REQUIRED TASK »
Rewrite every line of the records below as a numbered list, omitting any blank lines.

-- -- --

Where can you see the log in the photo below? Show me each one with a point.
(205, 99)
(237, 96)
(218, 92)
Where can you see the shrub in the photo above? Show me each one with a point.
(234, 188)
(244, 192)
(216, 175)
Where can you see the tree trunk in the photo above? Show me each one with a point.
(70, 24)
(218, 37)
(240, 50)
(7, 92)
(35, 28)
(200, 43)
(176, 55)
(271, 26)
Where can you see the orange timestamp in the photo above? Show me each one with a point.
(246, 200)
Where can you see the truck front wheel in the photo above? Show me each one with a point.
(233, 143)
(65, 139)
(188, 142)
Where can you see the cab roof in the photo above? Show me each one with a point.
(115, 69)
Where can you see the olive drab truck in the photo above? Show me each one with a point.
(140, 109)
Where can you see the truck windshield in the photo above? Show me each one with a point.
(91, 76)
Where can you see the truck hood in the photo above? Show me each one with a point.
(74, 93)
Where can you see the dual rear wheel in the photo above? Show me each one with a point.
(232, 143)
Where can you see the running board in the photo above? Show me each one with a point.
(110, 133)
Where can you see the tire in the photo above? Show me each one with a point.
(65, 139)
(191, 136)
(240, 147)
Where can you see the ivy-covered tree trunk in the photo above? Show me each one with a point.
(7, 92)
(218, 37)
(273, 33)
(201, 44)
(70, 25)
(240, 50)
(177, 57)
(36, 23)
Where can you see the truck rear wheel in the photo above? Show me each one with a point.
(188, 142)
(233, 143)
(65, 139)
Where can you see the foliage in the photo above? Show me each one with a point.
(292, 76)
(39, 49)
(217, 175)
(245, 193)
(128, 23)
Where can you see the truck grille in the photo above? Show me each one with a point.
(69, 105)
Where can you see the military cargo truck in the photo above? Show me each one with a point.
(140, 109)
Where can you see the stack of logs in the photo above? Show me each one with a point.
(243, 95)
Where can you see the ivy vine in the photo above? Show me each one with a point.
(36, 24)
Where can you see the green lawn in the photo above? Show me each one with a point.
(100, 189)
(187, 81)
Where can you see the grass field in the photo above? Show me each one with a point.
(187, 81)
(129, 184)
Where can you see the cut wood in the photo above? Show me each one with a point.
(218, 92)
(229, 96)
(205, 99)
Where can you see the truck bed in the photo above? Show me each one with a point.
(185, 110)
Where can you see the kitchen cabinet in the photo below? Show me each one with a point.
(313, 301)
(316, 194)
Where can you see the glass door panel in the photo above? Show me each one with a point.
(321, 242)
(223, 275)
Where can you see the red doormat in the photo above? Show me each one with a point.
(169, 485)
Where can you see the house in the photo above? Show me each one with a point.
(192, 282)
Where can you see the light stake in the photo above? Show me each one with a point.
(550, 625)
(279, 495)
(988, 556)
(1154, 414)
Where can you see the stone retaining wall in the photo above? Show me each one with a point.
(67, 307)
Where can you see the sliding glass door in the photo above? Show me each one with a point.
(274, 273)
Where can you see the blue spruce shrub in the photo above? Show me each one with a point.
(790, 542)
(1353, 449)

-- -- --

ANSWER TO THIS PROBLEM »
1. Where can you see the log in the photo below? Show me each one with a point.
2. (205, 99)
3. (237, 96)
4. (218, 92)
5. Where can you see the shrub in the photo above? Show me each one with a point.
6. (234, 188)
7. (244, 192)
8. (216, 175)
9. Where can you see the tree trunk in the photo above? Show me each one with a point.
10. (70, 24)
11. (218, 37)
12. (240, 50)
13. (7, 92)
14. (35, 28)
15. (200, 43)
16. (176, 55)
17. (271, 26)
18. Where can you see the orange timestamp in the photo above? Show me each one with a point.
19. (246, 200)
20. Where can you see the truck front wheel in the photo above? Show me each one with a point.
21. (233, 143)
22. (65, 139)
23. (188, 142)
24. Where can you see the cab roof in the photo above? Show me each one with a point.
25. (115, 69)
26. Where can you see the olive drab truck in the photo above? Show me each one with a point.
27. (140, 109)
28. Where can you see the truck windshield in the photo above? Show me each one with a point.
29. (91, 76)
30. Where can you see the truck hood in the photo above? Show me each one with a point.
31. (74, 93)
32. Where can you see the dual rear wheel in the photo above? Show me each one with a point.
33. (232, 143)
34. Where can you see the running board in the photo above? Show me each one with a point.
35. (110, 133)
36. Where can you see the tire in the photo above? Show me each one with a point.
37. (65, 139)
38. (191, 136)
39. (240, 147)
40. Where can you see the ivy-covered tree trunk in the photo above? Show me each one with a point.
41. (7, 92)
42. (218, 37)
43. (273, 33)
44. (201, 44)
45. (70, 25)
46. (240, 50)
47. (177, 57)
48. (36, 23)
49. Where can you see the truck rear wheel in the photo above? Show me each one with a point.
50. (188, 142)
51. (233, 143)
52. (65, 139)
53. Where can you see the foliage in the photo above? Show me each one with a point.
54. (292, 76)
55. (39, 49)
56. (217, 175)
57. (245, 193)
58. (128, 23)
59. Where can you see the truck grille in the photo above? Show me each one with a point.
60. (69, 105)
61. Where can you see the military cargo truck in the photo above? Show me each one with a point.
62. (140, 109)
63. Where can you see the stack of logs in the photo above? Show me each one with a point.
64. (243, 95)
65. Where can you see the ivy vine in the photo above? Show me each one with a point.
66. (36, 24)
67. Where can you see the green lawn in the photo above? Show me each one with a point.
68. (100, 189)
69. (187, 81)
70. Where can you see the grass field in the photo above? Show me each one with a point.
71. (187, 81)
72. (129, 184)
73. Where can you see the cut wood in the photo above? Show me each one with a point.
74. (218, 92)
75. (229, 96)
76. (205, 99)
77. Where can you see the truck bed in the photo above? Show me each one with a point.
78. (185, 110)
79. Where can you see the kitchen cabinet in the photo below? Show me each one with a point.
80. (313, 301)
81. (316, 194)
82. Where can you see the glass door panel in the photo above? Show me each one with a point.
83. (321, 242)
84. (223, 275)
85. Where can you see the red doormat in the photo above? Show me each one with a point.
86. (169, 485)
87. Where can you see the house in the photo above? Show me each one with a point.
88. (192, 282)
89. Where can you see the light stake in the photo above? Show me each one with a point.
90. (550, 625)
91. (279, 495)
92. (988, 556)
93. (1154, 414)
94. Where can you see the stone retaining wall in the photo above? Show me each one with a point.
95. (67, 307)
96. Where can you see the sliding glass door in the photo above? Show me each one with a point.
97. (274, 273)
98. Where can you see the blue spruce shrub in the photo above? Show me each one with a point.
99. (790, 542)
100. (1353, 449)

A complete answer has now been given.